Advertisement

Sparks’ Leslie Makes a Strong Statement

Share

Lisa Leslie hired a personal trainer last winter.

This is not earthshaking news, but it tells us something about Leslie.

She is 29, and has had a sparkling basketball career. She is particularly proud of her two Olympic gold medals, the prominent part she played in the launching of the WNBA, and her two WNBA All-Star game awards as most valuable player.

Because she is articulate and attractive, Leslie has done well financially with off-court endorsements.

Leslie, then, did not need to hire a personal trainer. She did not have the fear of failure to push her into becoming stronger in her upper body so that she could be a more assured jump shooter and--if you can believe it--dribbler. Leslie is 6 feet 5. Why should she concern herself about making three-pointers or bringing the ball up the floor?

Advertisement

“Don’t you see,” says Spark guard Tamecka Dixon. “There is not a more beautiful sight than to see a 6-5 woman nailing a three-pointer.”

With her speed, ballhandling and shot, besides her ability to go to the offensive boards, Leslie has become her team’s first--and last--option.

The Sparks are aiming for their first WNBA title because Leslie has become the best player in the league. Not the best big player or the best inside player. This year, she is the best player. In the regular season, she was second in the league in scoring at 19.5 points a game, third in rebounding at 9.6, second in blocked shots at 2.29, and third in double-doubles at 16.

After the first round of the playoffs, Leslie was averaging 23.5 points and 14.5 rebounds. In the first game of the Western Conference finals Friday night, a 74-73 Spark victory over Sacramento, she had 13 points, 10 rebounds and a key block in the game’s waning moments.

Leslie is the perfect player for Los Angeles. She is tall and lean and physically striking. She doesn’t like to do TV interviews, even brief sound bites after practice, without having her makeup on and her hair perfect. When she walks onto a basketball court, almost always the tallest woman, Leslie stares straight ahead, above it all, regal, almost haughty.

→ **Material provided**
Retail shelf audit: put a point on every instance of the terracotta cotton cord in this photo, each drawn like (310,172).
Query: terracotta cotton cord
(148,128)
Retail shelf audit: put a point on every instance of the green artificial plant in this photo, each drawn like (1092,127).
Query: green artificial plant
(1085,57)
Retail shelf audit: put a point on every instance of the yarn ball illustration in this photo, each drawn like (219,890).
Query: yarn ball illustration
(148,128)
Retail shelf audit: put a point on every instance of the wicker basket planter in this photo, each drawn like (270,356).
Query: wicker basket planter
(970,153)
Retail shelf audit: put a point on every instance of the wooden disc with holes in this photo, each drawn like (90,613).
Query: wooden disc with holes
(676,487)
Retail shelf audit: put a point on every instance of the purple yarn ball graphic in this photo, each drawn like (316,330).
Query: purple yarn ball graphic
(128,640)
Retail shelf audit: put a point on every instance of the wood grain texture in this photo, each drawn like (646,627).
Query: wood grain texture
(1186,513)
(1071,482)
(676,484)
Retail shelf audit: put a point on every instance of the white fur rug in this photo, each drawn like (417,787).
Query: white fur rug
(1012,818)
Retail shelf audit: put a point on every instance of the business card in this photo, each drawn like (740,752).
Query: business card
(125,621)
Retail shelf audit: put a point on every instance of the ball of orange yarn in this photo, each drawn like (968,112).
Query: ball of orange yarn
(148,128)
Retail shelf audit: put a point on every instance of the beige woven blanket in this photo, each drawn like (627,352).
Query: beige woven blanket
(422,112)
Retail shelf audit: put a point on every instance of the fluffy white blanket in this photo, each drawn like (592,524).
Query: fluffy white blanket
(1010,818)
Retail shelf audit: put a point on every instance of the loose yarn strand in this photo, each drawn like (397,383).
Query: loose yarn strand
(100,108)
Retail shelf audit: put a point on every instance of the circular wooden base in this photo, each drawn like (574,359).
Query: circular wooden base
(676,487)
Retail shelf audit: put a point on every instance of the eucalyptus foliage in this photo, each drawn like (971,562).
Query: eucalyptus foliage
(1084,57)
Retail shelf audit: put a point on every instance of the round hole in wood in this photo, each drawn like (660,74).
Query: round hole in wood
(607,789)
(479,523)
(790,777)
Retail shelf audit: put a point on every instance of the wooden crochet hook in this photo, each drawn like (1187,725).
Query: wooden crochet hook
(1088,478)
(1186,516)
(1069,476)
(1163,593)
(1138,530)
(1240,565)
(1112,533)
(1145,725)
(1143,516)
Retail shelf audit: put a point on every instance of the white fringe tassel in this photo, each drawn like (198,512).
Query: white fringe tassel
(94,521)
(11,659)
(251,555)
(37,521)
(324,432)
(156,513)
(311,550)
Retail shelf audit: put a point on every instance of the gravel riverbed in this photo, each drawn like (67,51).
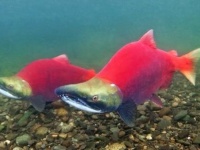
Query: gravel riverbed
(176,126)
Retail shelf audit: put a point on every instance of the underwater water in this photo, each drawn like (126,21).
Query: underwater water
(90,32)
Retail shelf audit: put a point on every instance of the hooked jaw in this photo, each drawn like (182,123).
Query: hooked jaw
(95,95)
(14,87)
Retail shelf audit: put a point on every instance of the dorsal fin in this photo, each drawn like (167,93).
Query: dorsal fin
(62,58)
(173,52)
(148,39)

→ **The exercise**
Retype the entire article about Lisa Leslie, word for word.

→ **Response to this exercise**
Advertisement

Sparks’ Leslie Makes a Strong Statement

Share

Lisa Leslie hired a personal trainer last winter.

This is not earthshaking news, but it tells us something about Leslie.

She is 29, and has had a sparkling basketball career. She is particularly proud of her two Olympic gold medals, the prominent part she played in the launching of the WNBA, and her two WNBA All-Star game awards as most valuable player.

Because she is articulate and attractive, Leslie has done well financially with off-court endorsements.

Leslie, then, did not need to hire a personal trainer. She did not have the fear of failure to push her into becoming stronger in her upper body so that she could be a more assured jump shooter and--if you can believe it--dribbler. Leslie is 6 feet 5. Why should she concern herself about making three-pointers or bringing the ball up the floor?

Advertisement

“Don’t you see,” says Spark guard Tamecka Dixon. “There is not a more beautiful sight than to see a 6-5 woman nailing a three-pointer.”

With her speed, ballhandling and shot, besides her ability to go to the offensive boards, Leslie has become her team’s first--and last--option.

The Sparks are aiming for their first WNBA title because Leslie has become the best player in the league. Not the best big player or the best inside player. This year, she is the best player. In the regular season, she was second in the league in scoring at 19.5 points a game, third in rebounding at 9.6, second in blocked shots at 2.29, and third in double-doubles at 16.

After the first round of the playoffs, Leslie was averaging 23.5 points and 14.5 rebounds. In the first game of the Western Conference finals Friday night, a 74-73 Spark victory over Sacramento, she had 13 points, 10 rebounds and a key block in the game’s waning moments.

Leslie is the perfect player for Los Angeles. She is tall and lean and physically striking. She doesn’t like to do TV interviews, even brief sound bites after practice, without having her makeup on and her hair perfect. When she walks onto a basketball court, almost always the tallest woman, Leslie stares straight ahead, above it all, regal, almost haughty.